__TASK TO COMPLETE__.
Reproduce the entries so that every line matches the original exactly.

__Stored items from a collection__.
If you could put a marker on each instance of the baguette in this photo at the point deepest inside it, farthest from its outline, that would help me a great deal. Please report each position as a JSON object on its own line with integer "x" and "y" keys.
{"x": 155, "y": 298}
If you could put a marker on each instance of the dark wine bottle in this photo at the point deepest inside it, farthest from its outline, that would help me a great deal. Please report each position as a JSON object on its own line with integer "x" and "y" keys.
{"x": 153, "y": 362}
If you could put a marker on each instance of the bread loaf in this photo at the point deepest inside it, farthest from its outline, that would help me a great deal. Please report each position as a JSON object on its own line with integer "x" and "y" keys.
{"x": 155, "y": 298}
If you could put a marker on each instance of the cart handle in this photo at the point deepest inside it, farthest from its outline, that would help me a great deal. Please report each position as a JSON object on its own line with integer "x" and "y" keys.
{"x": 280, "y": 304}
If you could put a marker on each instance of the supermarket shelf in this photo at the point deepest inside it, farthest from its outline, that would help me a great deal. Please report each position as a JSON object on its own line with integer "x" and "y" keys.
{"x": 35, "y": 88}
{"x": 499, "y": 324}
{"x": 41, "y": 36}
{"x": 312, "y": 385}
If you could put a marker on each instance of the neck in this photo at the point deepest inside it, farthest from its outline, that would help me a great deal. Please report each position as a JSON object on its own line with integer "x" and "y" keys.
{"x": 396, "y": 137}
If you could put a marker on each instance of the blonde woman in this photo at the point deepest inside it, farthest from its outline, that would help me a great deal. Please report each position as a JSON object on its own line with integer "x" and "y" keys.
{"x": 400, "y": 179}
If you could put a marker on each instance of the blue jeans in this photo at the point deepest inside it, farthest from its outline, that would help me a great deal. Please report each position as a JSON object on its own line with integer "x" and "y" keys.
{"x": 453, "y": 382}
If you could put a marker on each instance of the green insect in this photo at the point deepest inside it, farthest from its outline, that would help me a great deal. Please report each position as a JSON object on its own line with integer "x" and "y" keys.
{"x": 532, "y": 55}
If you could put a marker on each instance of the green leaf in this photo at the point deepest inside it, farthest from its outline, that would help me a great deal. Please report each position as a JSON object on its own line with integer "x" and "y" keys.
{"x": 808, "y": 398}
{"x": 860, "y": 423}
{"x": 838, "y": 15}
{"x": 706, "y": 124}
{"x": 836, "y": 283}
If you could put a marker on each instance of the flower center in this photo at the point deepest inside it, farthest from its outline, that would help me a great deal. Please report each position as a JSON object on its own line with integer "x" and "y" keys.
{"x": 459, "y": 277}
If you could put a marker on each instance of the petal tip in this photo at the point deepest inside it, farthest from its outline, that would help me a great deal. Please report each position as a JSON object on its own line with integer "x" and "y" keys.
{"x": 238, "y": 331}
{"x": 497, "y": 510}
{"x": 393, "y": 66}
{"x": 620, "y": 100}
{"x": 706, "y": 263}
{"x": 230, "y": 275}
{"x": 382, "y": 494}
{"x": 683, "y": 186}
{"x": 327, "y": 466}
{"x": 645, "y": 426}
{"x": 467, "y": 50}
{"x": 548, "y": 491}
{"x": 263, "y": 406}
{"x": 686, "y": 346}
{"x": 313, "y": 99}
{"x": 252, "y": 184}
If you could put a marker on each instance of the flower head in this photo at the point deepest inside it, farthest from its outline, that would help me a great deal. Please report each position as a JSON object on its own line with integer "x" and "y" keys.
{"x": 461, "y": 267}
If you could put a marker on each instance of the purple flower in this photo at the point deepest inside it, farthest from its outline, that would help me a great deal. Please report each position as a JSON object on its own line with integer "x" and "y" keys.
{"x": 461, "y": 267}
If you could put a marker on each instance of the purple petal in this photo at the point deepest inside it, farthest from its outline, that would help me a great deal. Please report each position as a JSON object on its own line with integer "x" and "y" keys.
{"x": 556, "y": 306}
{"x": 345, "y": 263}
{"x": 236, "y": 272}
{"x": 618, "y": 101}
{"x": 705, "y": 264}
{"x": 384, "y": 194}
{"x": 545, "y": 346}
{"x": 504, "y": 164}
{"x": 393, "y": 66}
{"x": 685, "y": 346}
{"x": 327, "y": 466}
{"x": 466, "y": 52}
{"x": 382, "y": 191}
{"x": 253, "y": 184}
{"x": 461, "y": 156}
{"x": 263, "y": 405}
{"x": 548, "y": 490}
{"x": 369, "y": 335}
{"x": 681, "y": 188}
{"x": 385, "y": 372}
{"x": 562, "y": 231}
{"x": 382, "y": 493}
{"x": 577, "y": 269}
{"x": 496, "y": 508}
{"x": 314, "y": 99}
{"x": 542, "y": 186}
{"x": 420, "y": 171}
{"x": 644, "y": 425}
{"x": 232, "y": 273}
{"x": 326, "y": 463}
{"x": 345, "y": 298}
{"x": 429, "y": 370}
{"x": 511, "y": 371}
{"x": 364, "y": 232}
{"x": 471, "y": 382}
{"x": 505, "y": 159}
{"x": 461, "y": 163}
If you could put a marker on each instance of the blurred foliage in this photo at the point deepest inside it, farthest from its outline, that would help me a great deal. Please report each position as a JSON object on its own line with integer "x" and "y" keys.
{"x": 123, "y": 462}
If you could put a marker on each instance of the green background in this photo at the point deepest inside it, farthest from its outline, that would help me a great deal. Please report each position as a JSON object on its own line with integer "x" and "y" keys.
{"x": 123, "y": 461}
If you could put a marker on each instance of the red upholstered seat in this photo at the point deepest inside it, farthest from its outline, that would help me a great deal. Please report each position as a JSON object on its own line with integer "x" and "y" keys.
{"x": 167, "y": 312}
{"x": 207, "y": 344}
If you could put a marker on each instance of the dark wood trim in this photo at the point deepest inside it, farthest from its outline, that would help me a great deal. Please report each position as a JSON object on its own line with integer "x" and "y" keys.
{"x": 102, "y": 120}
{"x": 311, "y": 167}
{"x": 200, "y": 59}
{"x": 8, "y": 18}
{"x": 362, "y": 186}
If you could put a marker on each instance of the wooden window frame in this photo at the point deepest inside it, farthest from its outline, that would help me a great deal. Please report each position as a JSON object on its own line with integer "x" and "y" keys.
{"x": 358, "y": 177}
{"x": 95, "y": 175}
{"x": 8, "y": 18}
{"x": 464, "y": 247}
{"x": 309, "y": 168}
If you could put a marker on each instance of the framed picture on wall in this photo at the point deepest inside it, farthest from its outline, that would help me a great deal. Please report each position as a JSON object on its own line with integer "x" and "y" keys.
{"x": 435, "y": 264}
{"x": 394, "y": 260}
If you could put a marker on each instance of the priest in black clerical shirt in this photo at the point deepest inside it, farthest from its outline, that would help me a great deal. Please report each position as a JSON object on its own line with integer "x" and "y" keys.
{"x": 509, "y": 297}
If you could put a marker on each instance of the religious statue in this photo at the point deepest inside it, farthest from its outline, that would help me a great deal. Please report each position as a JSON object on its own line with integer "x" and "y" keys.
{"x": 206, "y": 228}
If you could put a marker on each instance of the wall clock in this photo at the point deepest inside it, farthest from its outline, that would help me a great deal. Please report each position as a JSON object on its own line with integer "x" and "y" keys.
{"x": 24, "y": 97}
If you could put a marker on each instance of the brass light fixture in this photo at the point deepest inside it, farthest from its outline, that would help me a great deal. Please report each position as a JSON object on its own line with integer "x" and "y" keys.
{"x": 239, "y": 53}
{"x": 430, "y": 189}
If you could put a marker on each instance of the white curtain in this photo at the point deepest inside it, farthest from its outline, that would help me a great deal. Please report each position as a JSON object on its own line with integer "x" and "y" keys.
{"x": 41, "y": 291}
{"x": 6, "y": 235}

__RESPONSE BOX__.
If you could put a marker on each instance of the baguette in this photo at the point deepest inside it, farthest from its outline, that would help me a great deal. Please report each position as a JSON object on its own line with integer "x" and "y" keys.
{"x": 155, "y": 298}
If you could put a marker on each instance of the dark wine bottle in this photo at the point deepest inside it, farthest from its outline, that would help me a great deal. Please report each position as a JSON object on its own line with integer "x" and "y" keys.
{"x": 153, "y": 362}
If you could put a marker on each instance of the bread loaf in this photo at the point deepest inside it, farthest from its outline, that would help me a great deal. Please report each position as a JSON object on its own line with integer "x" and "y" keys.
{"x": 155, "y": 298}
If you could put a marker on each instance of the cart handle in this photo at the point deepest inside it, farthest from its outline, that would help me a great deal. Please report each position as a JSON object on its own line with integer "x" and "y" keys.
{"x": 280, "y": 304}
If you could put a marker on each instance of the supermarket shelf in this photo at the point deepest inside it, farthest from its outline, that would help me a great deal. Please report each position as a JSON object on its own line with integer "x" and "y" keys.
{"x": 35, "y": 88}
{"x": 499, "y": 324}
{"x": 41, "y": 36}
{"x": 312, "y": 385}
If you could put a marker on each instance of the neck in this photo at the point deepest inside it, farthest from its outline, that would help me a great deal. Please report each position as a JSON object on its own line with integer "x" and "y" keys.
{"x": 396, "y": 137}
If you could put a marker on each instance of the blonde woman in this photo at the point deepest inside it, farthest from its outline, that would help me a great deal. Please report each position as a JSON object on its own line with integer "x" and "y" keys.
{"x": 400, "y": 179}
If you could put a marker on each instance of the blue jeans in this photo at the point deepest inside it, farthest from its outline, that would help me a great deal. Please report each position as a JSON object on its own line with integer "x" and "y" keys.
{"x": 453, "y": 382}
If you could put a marker on each instance of the green insect in this photo at the point deepest inside it, farthest from its outline, that would help me a great deal. Please report each position as a JSON object on its own line with integer "x" and "y" keys.
{"x": 532, "y": 55}
If you could put a marker on each instance of the green leaf in this photo at the point deepest inside it, farthest from its outline, that would help me a great deal. Please report each position as a JSON object on its own line with integer "x" and "y" keys.
{"x": 808, "y": 398}
{"x": 860, "y": 423}
{"x": 838, "y": 15}
{"x": 706, "y": 124}
{"x": 836, "y": 283}
If you could put a marker on each instance of the flower center in this photo at the point deepest inside it, farthest from its outline, that would help me a great deal. Please report each position as a JSON object on its own line with integer "x" and "y" keys.
{"x": 459, "y": 277}
If you could put a marker on each instance of the petal tip in this photo at the point deepest inside it, farthest from its outline, that would help me a great deal. Please report each position as a JSON object on its own line with integer "x" and "y" keys.
{"x": 238, "y": 331}
{"x": 497, "y": 510}
{"x": 393, "y": 66}
{"x": 620, "y": 100}
{"x": 706, "y": 263}
{"x": 230, "y": 275}
{"x": 382, "y": 494}
{"x": 683, "y": 186}
{"x": 327, "y": 466}
{"x": 645, "y": 426}
{"x": 467, "y": 50}
{"x": 548, "y": 491}
{"x": 263, "y": 406}
{"x": 686, "y": 346}
{"x": 313, "y": 99}
{"x": 252, "y": 184}
If you could put a marker on each instance of the flower head in this photo at the point deepest inside it, farthest from its outline, that would help me a great deal. Please report each position as a JSON object on its own line with integer "x" and "y" keys.
{"x": 461, "y": 267}
If you could put a marker on each instance of the purple flower in this photo at the point deepest inside it, farthest from its outline, that would help me a great deal. Please report each position as a JSON object on its own line with integer "x" and "y" keys.
{"x": 461, "y": 267}
If you could put a marker on each instance of the purple petal in this photo at the point deepest inside it, farthest from its outline, that would help me a great deal. Please report each position as a JSON object on its own line with integer "x" and "y" keys.
{"x": 556, "y": 306}
{"x": 345, "y": 263}
{"x": 236, "y": 272}
{"x": 618, "y": 101}
{"x": 705, "y": 264}
{"x": 384, "y": 194}
{"x": 545, "y": 346}
{"x": 504, "y": 164}
{"x": 393, "y": 66}
{"x": 685, "y": 346}
{"x": 327, "y": 466}
{"x": 466, "y": 52}
{"x": 382, "y": 191}
{"x": 253, "y": 184}
{"x": 461, "y": 156}
{"x": 263, "y": 405}
{"x": 548, "y": 490}
{"x": 369, "y": 335}
{"x": 681, "y": 188}
{"x": 385, "y": 372}
{"x": 562, "y": 231}
{"x": 382, "y": 493}
{"x": 577, "y": 269}
{"x": 496, "y": 508}
{"x": 314, "y": 99}
{"x": 542, "y": 186}
{"x": 420, "y": 171}
{"x": 644, "y": 425}
{"x": 232, "y": 273}
{"x": 326, "y": 463}
{"x": 345, "y": 298}
{"x": 429, "y": 370}
{"x": 511, "y": 371}
{"x": 364, "y": 232}
{"x": 471, "y": 382}
{"x": 505, "y": 159}
{"x": 461, "y": 163}
If you could put a marker on each instance of the blurred foliage in this photo at the point deepest inside it, farthest from its outline, that would help me a great deal. Please report each position as a JSON object on its own line with integer "x" and "y" keys.
{"x": 123, "y": 462}
If you could put a marker on each instance of the green background in this photo at the point deepest inside it, farthest from its outline, that would help me a great deal. Please report each position as a JSON object on its own line with integer "x" and "y" keys.
{"x": 123, "y": 461}
If you could put a marker on each instance of the red upholstered seat in this photo at the point deepest inside it, farthest from its outline, that would help me a great deal. Please report each position as a JSON object on its own line with integer "x" and "y" keys.
{"x": 167, "y": 312}
{"x": 207, "y": 344}
If you could put a marker on each instance of the dark wood trim in this photo at the point deepest inside it, farthest from its outline, that would help me a great deal. Please report each position as a JSON object on its own line with integer "x" and "y" keys.
{"x": 102, "y": 120}
{"x": 311, "y": 167}
{"x": 200, "y": 59}
{"x": 8, "y": 18}
{"x": 362, "y": 186}
If you could put a marker on each instance of the wooden window frame in this photo at the point deepest inside it, farthest from its outline, that would help me a great deal. Please report each position as a JSON object on its own line with integer "x" and "y" keys.
{"x": 358, "y": 177}
{"x": 95, "y": 175}
{"x": 8, "y": 18}
{"x": 464, "y": 247}
{"x": 309, "y": 168}
If you could put a marker on each instance of the framed picture on wall in this photo at the point deepest inside it, farthest from its outline, that would help me a great deal. Please report each position as a JSON object on its own line with integer "x" and "y" keys.
{"x": 435, "y": 264}
{"x": 394, "y": 260}
If you could put a marker on each instance of the priest in black clerical shirt in this photo at the point deepest inside it, farthest from its outline, that would help me a great deal. Please report each position as a JSON object on its own line with integer "x" and "y" keys.
{"x": 509, "y": 297}
If you could put a marker on each instance of the religious statue in this photo at the point deepest inside it, farthest from its outline, that would help me a great deal. Please report each position as a JSON object on its own line with integer "x" and "y" keys.
{"x": 206, "y": 228}
If you could put a marker on each instance of the wall clock in this photo at the point deepest inside it, farthest from its outline, that would help me a great deal. Please report each position as a JSON object on its own line with integer "x" and "y" keys.
{"x": 24, "y": 97}
If you could put a marker on each instance of the brass light fixture in this photo at the point deepest inside it, farthest from its outline, that would help me a great deal. Please report each position as a JSON object on its own line with integer "x" and "y" keys.
{"x": 239, "y": 53}
{"x": 430, "y": 189}
If you could put a marker on each instance of the white curtain in this photo at the point deepest inside it, farthest from its outline, that would help me a great deal. Please report each position as a JSON object on its own line with integer "x" and "y" keys.
{"x": 41, "y": 291}
{"x": 6, "y": 235}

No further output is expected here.